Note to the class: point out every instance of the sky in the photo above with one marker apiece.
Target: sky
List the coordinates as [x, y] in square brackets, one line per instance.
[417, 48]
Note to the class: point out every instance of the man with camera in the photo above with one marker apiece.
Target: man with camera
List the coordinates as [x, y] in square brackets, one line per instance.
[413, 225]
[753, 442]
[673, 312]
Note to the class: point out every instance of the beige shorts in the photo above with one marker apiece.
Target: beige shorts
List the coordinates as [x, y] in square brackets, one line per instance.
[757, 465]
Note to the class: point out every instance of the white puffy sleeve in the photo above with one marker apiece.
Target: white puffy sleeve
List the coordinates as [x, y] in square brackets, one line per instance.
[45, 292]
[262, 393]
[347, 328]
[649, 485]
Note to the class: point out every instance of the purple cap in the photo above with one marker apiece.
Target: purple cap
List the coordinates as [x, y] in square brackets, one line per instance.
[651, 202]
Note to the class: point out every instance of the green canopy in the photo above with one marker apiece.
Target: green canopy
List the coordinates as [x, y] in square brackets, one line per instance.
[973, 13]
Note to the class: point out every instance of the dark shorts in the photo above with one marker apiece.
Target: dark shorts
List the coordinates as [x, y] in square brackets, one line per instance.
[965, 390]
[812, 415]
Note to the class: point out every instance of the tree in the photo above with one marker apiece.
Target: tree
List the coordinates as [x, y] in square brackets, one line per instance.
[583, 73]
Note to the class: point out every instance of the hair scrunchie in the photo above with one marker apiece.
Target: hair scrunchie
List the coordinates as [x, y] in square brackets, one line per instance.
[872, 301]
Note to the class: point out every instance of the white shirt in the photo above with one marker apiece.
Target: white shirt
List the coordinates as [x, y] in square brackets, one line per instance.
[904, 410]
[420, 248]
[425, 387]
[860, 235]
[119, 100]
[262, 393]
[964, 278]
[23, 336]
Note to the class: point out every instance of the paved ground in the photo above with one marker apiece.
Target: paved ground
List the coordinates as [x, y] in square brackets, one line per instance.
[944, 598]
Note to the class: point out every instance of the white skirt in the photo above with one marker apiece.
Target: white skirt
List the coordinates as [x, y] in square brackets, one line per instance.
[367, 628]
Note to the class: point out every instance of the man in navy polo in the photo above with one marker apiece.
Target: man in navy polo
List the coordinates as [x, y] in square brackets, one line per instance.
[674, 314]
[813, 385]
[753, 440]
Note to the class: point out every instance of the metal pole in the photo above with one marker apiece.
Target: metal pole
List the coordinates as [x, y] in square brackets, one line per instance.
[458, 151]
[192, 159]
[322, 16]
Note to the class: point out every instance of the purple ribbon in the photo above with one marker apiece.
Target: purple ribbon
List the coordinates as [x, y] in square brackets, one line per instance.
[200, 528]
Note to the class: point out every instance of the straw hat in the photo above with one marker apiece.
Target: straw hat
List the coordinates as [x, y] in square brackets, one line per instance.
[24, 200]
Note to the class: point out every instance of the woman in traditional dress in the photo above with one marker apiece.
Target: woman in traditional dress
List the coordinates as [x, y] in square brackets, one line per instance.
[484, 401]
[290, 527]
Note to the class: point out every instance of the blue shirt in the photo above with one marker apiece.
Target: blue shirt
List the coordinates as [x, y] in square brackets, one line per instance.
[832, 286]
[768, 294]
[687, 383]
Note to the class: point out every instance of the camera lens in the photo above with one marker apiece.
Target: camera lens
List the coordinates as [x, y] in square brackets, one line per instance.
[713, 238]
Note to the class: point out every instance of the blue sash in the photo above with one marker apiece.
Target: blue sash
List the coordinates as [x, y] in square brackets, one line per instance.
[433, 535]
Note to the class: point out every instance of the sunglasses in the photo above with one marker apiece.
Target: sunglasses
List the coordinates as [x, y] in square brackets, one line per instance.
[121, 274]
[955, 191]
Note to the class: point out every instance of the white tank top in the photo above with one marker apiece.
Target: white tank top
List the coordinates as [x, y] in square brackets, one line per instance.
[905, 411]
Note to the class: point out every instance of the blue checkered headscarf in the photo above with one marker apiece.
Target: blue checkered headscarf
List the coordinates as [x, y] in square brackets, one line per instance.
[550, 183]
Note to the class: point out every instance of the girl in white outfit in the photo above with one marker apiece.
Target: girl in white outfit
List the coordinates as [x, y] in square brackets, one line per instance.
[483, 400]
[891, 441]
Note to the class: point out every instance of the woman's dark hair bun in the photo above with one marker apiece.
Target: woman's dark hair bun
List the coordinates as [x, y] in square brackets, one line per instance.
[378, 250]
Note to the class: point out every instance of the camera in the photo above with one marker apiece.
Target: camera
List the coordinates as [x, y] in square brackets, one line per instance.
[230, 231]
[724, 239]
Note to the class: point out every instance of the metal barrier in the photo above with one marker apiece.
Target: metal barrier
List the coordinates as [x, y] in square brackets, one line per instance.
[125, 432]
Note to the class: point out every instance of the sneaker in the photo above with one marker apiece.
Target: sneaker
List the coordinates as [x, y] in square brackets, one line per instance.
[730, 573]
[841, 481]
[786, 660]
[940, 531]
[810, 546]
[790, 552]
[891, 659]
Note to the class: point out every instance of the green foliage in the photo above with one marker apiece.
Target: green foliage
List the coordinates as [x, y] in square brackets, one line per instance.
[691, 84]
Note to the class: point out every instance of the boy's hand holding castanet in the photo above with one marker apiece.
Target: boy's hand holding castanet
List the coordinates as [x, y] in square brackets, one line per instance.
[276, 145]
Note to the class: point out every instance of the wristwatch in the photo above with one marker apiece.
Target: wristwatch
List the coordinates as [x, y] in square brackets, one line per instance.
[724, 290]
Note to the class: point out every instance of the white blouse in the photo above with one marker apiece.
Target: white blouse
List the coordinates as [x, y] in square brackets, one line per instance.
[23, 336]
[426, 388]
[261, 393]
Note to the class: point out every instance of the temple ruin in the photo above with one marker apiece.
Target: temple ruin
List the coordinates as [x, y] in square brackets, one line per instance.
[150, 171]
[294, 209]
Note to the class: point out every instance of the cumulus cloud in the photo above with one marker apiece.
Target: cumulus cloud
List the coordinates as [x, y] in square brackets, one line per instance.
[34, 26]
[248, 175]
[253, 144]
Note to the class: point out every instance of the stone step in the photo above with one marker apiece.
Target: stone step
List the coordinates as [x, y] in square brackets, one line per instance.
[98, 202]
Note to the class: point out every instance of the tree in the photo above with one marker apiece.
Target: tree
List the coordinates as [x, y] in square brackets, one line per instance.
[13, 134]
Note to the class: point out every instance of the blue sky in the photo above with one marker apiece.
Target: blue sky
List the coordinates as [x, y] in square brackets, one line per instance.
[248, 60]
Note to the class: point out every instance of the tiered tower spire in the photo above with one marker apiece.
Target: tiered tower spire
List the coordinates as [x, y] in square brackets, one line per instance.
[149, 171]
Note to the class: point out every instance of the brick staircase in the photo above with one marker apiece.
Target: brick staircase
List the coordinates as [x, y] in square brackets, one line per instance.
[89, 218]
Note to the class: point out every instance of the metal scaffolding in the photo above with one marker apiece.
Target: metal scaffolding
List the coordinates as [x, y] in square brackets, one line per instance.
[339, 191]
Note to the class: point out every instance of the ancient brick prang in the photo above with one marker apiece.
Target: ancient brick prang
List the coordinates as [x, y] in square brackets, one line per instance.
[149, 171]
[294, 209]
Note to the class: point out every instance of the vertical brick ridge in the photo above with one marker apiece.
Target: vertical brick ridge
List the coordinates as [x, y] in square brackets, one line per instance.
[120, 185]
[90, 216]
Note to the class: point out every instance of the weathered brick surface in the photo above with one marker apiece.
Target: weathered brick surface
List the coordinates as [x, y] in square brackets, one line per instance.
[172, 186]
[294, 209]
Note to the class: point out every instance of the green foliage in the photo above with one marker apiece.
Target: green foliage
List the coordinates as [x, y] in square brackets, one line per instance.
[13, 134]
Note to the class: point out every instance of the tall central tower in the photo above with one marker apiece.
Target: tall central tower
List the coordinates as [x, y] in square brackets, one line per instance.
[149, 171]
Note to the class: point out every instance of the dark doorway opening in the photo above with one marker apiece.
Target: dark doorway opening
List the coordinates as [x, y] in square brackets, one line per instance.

= = =

BRIEF — Take the line holding "Note to the class: point out every instance of the vertical" and all lines after it through the end of the data, and set them down exactly.

TASK OUTPUT —
Note to the class: point out every instance of the vertical brick ridge in the photo above with one marker apiece.
Target: vertical brick ridge
List the coordinates as [x, y] in square brackets, one line per instance.
[120, 185]
[90, 216]
Note to the class: point out every instance of the weathered brick surface in the photo above with one marker apiece.
Target: weathered brick surface
List the coordinates as [x, y] in square brackets, one line per instance.
[172, 186]
[294, 209]
Note to the class: point out every instance of the green foliage in the photo above with one marker apiece.
Target: green foliage
List the coordinates as [x, y] in square brackets, one line per instance.
[13, 134]
Note to the class: point out every instance of the tall central tower in the photo above with one marker apiece.
Target: tall central tower
List the coordinates as [x, y] in square brackets, one line per instance.
[149, 171]
Note to the class: point out every instance of the dark doorway opening in the photo above with one marker apiece.
Target: dark doorway opening
List the coordinates as [x, y] in square brackets, one line per instance.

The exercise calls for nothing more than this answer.